Items taken from a data source

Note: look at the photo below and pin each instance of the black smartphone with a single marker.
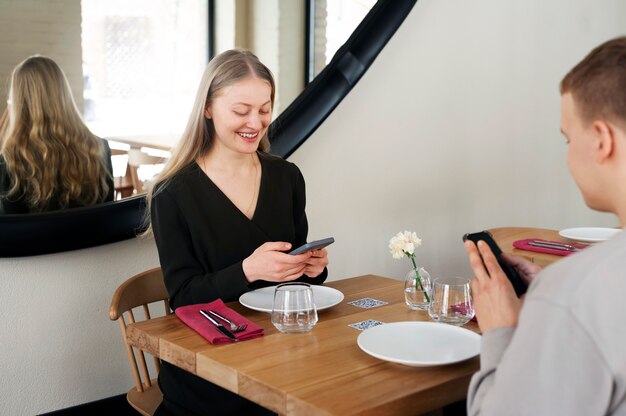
(518, 284)
(313, 245)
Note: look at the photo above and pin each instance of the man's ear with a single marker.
(604, 140)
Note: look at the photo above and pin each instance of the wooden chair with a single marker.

DO THIS:
Return the lines above word for word, leaving out the pictures.

EXERCISE RESULT:
Note: look at the photo below and pin each instance of the black smartphone with a single marker.
(518, 284)
(313, 245)
Note: look at the photo above and pin each instance of the man's ear with a single marker.
(604, 140)
Note: look at the photo above and pin each instance of the wooden chair with a single marker.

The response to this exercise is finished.